═════ 本文 ═════
説明

板状リールシートの固定構造及びその固定構造を備えた釣り竿

【課題】 板状リールシートの音鳴りを阻止する。
【解決手段】 竿3の所定箇所に板状リールシート1を、その板状リールシート1の板ベース部分を糸2で固定するとともに、板状リールシート1のリール脚装着用のフード1Aとその板状リールシート1が載置された竿3の外周面とを、軟質材製の筒状固定体4で覆って締め付け固定すべく構成してある。

【発明の詳細な説明】
【技術分野】
【0001】
本発明は、板状リールシートの固定構造及びその固定構造を備えた釣り竿に関する。
【背景技術】
【0002】
この種の板状リールシートを用いた釣り竿においては、仕掛けを投入するなど、竿を振り出す際に板状リールシートから異音が発生することがあり、釣り人に不快感を与えていた。
═════
=== 目標 ===
A) 本文の【解決手段】で符号が付いている部材を、その符号とともにすべて挙げよ。
B) 釣り竿の板状リールシートを扱った本文を、最後の文の次から書き継げ。
═════ 提供データ ═════
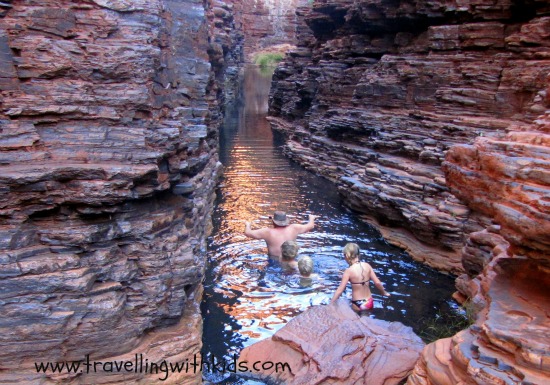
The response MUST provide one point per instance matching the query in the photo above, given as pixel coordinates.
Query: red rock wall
═════
=== 解答 ===
A)
- 板状リールシート1
- フード1A
- 糸2
- 竿3
- 筒状固定体4

B)
従来は、板状リールシートの板ベース部分を取付固定用の糸で締付るものや、引き揃え強化繊維に熱硬化性樹脂を含浸させたテープで巻き占める構成を採っているものや(特許文献1)、リール脚をガタツキなく取り付けるために、可動フード内に弾性材を装着するものがあった(特許文献2)。
【0003】
【特許文献1】特開昭63−167729号公報(公報第2頁右上欄の及び、図2)
【特許文献2】特開平5−3740号公報(段落番号〔0015〕〔0016〕、図1)
【発明の開示】
【発明が解決しようとする課題】
【0004】
しかし、上記した特許文献に開示された発明は、いずれも、板状リールシートが発する異音を抑制するものでなく、他の目的のためのものであり、この異音の発生を阻止する技術は存在しなかった。
【0005】
本発明の目的は、効果的に板状リールシートからの異音の発生を抑制できる釣り竿構造を提供する点にある。
【課題を解決するための手段】
【0006】
〔構成〕
請求項1に係る発明の特徴構成は、竿の所定箇所に板状リールシートを、その板状リールシートの板ベース部分を取付固定具で固定するとともに、前記板状リールシートのリール脚装着用のフードとその板状リールシートが載置された竿の外周面とを、軟質材製の筒状固定体で覆って締め付け固定すべく構成してある点にあり、その作用効果は次の通りである。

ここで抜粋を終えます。